═══ BRANO RIPORTATO ═══

La quinta sezione della Corte di Cassazione ha annullato la sentenza di assoluzione emessa in Appello nei riguardi degli imputati coinvolti nella clamorosa inchiesta denominata “Sabr”

NARDO' - Ci sarà un nuovo processo agli imputati accusati a vario titolo di aver fatto parte di un’associazione per delinquere che avrebbe lucrato sul sudore di braccianti provenienti dall’Africa, traditi dalla speranza di un futuro migliore. Oggi, la quinta sezione della Corte di Cassazione ha annullato la sentenza di assoluzione emessa l’8 aprile del 2019 dalla Corte d’Assise d'Appello di Lecce, presieduta dal giudice Vincenzo Scardia, rinviando gli atti per un nuovo giudizio d’appello.

A fare ricorso contro la decisione, che a sua volta aveva annullato il precedente verdetto di condanna, erano stati il procuratore generale Giovanni Gagliotta e le parti civili, Yvan Sagnet, l’ingegnere camerunese divenuto simbolo della rivolta nei campi, altri sette braccianti, la Regione Puglia, Cgil, camera del lavoro (con l’avvocato Vittorio Angelini), Flai-Cgil (con l’avvocato Viola Messa), e l’associazione Finis Terrae che gestiva la masseria Boncuri (con l’avvocato Maria Russo).

L’assoluzione riguardò sia il reato associativo che quello di intermediazione illecita e sfruttamento del lavoro, perché per i giudici di secondo grado non era previsto dalla legge come reato, e interessò gli imprenditori Pantaleo Latino, detto "Pantaluccio", 63enne di Nardò, Livio Mandolfo, 55enne di Nardò e Giovanni Petrelli, 60enne di Carmiano, condannati in primo grado a 11 anni di reclusione, e Marcello Corvo, 64enne di Nardò, che di anni ne aveva rimediati tre.

E ancora: Saber Ben Mahmoud Jelassi, detto “Sabr”, tunisino di 51 anni; Ben Abderrahma Jaouali Sahbi, 50enne, Bilel Ben Aiaya Akremi, 35enne; i cittadini sudanedi Saed Abdellah, detto Said, 35enne; Meki Adem, 60enne;Nizqr Tanjar, 43enne; il tunisino Tahar Ben Rhouma Mehadaoui detto Gullit, 48enne, e gli algerini Mohamed Yazid Ghachir, 53enne, Abdelmalceck Aibeche, 44enne.

I giudici avevano inoltre rideterminato la pena nei riguardi di: Jelassi e di Akremi: il primo a cinque anni e mezzo, più 1.500 euro di multa; il secondo a sei anni e 2mila di multa.

Ma, come detto, il processo si dovrà rifare. A difendere gli imputati ci penseranno gli avvocati: Anna Sabato, Vincenzo Perrone, Giuseppe Cozza, Valerio Spigarelli, Francesco Galluccio Mezio, Amilcare Tana, Mario De Lorenzis, Antonio Palumbo.

═══ RIGHE MEMORIZZATE ═══

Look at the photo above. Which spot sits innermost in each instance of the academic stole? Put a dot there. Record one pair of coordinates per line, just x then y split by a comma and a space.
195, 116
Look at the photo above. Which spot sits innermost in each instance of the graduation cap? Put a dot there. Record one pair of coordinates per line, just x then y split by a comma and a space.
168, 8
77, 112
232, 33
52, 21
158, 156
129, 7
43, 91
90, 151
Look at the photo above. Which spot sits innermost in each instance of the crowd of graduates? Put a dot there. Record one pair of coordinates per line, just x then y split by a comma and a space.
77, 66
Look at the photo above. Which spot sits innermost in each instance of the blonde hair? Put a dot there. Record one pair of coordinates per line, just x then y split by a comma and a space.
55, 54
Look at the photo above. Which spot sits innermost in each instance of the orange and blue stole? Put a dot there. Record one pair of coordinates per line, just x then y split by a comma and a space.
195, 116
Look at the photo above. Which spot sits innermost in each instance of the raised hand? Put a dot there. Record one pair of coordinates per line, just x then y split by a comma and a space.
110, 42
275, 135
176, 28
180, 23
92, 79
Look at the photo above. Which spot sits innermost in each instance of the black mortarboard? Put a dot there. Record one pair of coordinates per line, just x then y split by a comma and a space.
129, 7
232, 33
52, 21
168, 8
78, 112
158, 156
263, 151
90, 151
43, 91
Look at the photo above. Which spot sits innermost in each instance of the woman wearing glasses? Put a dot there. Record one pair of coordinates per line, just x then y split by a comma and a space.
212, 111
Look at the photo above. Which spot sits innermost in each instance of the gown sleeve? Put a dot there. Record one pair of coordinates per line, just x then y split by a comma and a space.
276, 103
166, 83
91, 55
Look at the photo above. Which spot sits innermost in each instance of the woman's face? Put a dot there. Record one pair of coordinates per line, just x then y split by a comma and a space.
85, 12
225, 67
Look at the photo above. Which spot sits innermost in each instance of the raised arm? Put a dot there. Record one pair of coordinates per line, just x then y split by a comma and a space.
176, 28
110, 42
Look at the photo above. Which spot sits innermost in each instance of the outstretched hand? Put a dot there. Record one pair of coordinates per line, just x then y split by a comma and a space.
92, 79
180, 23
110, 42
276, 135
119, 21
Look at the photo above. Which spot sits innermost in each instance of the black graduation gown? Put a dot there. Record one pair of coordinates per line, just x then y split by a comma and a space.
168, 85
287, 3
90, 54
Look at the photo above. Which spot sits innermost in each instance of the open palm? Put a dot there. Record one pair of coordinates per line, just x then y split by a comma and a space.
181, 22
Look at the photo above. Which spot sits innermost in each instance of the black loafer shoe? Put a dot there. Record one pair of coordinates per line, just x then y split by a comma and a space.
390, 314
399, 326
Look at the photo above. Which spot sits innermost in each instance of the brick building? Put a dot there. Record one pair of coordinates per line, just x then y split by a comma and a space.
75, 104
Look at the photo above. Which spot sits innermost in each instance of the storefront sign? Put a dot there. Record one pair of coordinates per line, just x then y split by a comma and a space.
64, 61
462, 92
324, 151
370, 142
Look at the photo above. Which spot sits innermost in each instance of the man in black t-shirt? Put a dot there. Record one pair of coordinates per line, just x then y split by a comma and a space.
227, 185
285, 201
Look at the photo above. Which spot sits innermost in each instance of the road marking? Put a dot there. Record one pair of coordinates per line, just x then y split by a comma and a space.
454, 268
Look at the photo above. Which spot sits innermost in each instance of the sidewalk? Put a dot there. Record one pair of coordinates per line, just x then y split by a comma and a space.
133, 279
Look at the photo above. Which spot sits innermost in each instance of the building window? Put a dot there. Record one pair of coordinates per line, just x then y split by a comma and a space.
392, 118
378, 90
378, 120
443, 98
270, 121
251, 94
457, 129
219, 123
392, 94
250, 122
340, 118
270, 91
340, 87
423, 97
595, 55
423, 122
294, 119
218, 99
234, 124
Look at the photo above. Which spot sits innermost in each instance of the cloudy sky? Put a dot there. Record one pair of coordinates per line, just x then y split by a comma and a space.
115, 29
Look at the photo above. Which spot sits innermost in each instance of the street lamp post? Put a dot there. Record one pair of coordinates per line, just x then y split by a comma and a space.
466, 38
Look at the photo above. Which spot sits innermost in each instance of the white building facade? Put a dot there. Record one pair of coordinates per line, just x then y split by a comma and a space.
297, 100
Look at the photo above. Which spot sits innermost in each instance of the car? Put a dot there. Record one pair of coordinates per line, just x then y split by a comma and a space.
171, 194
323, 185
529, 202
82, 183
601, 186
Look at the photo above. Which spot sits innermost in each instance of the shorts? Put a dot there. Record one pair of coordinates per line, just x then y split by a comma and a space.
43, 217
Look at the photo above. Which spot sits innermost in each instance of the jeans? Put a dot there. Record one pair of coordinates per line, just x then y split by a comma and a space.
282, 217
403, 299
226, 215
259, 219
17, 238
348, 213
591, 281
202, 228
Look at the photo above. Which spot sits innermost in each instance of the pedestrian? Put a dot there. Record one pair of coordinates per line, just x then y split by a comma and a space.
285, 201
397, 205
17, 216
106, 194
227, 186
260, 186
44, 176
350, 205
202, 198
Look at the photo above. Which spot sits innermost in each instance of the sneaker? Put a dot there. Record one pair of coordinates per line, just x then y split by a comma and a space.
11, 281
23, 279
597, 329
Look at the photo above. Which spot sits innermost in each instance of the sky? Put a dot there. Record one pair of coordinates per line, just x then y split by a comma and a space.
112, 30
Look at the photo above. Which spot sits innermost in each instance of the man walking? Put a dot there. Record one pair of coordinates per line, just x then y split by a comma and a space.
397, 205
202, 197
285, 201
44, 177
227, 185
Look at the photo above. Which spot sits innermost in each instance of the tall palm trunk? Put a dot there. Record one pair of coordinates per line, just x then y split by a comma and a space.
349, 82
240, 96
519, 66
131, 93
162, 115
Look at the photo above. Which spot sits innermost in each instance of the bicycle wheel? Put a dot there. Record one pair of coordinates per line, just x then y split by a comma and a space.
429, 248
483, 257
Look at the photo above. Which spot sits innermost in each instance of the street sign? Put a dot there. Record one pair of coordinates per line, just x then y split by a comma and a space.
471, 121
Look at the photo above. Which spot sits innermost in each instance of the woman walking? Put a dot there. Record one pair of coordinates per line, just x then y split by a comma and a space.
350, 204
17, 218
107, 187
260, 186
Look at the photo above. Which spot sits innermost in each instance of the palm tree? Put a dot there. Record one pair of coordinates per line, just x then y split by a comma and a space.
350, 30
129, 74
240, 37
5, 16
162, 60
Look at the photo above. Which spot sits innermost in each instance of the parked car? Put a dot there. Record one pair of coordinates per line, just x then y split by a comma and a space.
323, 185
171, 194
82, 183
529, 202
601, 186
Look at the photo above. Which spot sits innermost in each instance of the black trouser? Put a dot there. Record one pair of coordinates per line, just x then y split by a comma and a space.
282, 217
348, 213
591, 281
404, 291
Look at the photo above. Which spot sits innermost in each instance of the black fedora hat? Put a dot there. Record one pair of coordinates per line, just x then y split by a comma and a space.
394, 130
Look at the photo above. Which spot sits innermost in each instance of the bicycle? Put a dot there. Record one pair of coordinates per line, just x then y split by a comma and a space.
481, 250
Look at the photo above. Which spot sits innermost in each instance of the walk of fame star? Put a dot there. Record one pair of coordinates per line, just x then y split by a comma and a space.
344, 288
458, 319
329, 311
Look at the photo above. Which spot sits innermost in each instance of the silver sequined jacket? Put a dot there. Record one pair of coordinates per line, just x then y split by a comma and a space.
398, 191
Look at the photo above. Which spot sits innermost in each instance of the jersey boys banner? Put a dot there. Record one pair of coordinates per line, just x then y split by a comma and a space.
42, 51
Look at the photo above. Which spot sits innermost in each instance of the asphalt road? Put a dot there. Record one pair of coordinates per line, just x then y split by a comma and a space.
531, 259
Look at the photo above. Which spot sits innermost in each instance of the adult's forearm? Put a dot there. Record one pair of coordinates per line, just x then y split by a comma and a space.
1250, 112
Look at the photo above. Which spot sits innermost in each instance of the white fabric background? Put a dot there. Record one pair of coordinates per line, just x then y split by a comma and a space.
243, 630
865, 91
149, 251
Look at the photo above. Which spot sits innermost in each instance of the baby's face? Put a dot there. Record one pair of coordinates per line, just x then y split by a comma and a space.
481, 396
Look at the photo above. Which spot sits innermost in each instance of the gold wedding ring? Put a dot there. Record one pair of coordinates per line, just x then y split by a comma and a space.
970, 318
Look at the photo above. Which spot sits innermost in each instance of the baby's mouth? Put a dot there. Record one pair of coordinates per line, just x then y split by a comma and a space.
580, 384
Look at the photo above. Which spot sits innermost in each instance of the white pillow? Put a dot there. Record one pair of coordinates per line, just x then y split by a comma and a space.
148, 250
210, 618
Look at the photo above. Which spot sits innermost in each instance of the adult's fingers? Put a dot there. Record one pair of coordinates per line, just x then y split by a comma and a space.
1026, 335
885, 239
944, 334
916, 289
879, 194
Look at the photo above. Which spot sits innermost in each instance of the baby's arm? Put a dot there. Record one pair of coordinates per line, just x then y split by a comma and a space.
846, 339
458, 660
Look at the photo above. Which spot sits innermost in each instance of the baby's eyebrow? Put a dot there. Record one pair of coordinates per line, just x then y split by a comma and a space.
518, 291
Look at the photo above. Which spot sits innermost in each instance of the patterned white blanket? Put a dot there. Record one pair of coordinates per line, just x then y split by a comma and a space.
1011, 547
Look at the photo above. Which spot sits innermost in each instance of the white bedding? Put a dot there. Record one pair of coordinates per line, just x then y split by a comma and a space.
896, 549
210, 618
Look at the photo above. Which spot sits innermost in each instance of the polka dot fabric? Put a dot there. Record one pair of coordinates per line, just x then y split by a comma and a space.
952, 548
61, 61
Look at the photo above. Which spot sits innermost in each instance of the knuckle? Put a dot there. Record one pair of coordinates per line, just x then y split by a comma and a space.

═══

▶ **ISTRUZIONI**:
- 1) Rispondi a queste domande sull'articolo relativo all'inchiesta Sabr, una per riga:
(a) Quale sezione della Corte di Cassazione ha annullato la sentenza di assoluzione?
(b) Quale giudice presiedeva la Corte d'Assise d'Appello di Lecce che emise la sentenza dell'8 aprile 2019?
(c) A quanti anni era stato condannato in primo grado Marcello Corvo?
- 2) Riprendi l'articolo sull'inchiesta Sabr e proseguilo a partire dalla sua ultima frase.

▶ **RISPOSTE IN ORDINE**:
- 1)
(a) La quinta sezione.
(b) Il giudice Vincenzo Scardia.
(c) A tre anni.

- 2)
L’inchiesta

Era un’associazione per delinquere. Ne era certa il pubblico ministero Elsa Valeria Mignone, il magistrato titolare delle indagini (durate tre anni) sul sodalizio che avrebbe schiavizzato i lavoratori nei campi per la raccolta di angurie e pomodori. E non solo a Nardò. Secondo l’accusa, i braccianti venivano spostati come “pedine” in Puglia, Calabria, Campania o Sicilia, in base alle esigenze di raccolta stagionale.

L’inchiesta denominata Sabr, che sfociò il 23 maggio del 2012 in 22 ordinanze di custodia cautelare in carcere, fece luce su un’organizzazione a struttura piramidale: al vertice, gli imprenditori locali accordati tra loro in una sorta di “cartello”, che si sarebbero affidati ai reclutatori, il cui compito era far arrivare risorse umane dall’estero; a seguire, i caporali o capi cellula, impegnati nella gestione di spostamenti dei lavoratori entro i confini del Bel Paese. I capi squadra, invece, si sarebbero occupati, tra le altre cose, del trasporto nei campi. Alla base della piramide, infine, i braccianti sottoposti a turni massacranti (10-12 ore al giorno senza riposo settimanale) in cambio di paghe irrisorie, decurtate dai padroni delle spese per vivande e trasporto.

Al banco degli imputati, dinanzi alla Corte d’assise di Lecce, (composta dal presidente Roberto Tanisi, dal giudice Francesca Mariano e dai giudici popolari) finirono in sedici, nove stranieri e sette imprenditori salentini.

Le accuse contestate a vario titolo erano: riduzione in schiavitù, associazione per delinquere, intermediazione illecita e sfruttamento del lavoro, estorsione, violenza privata, falsità materiale, favoreggiamento dell’ingresso e della permanenza di stranieri in condizioni di clandestinità.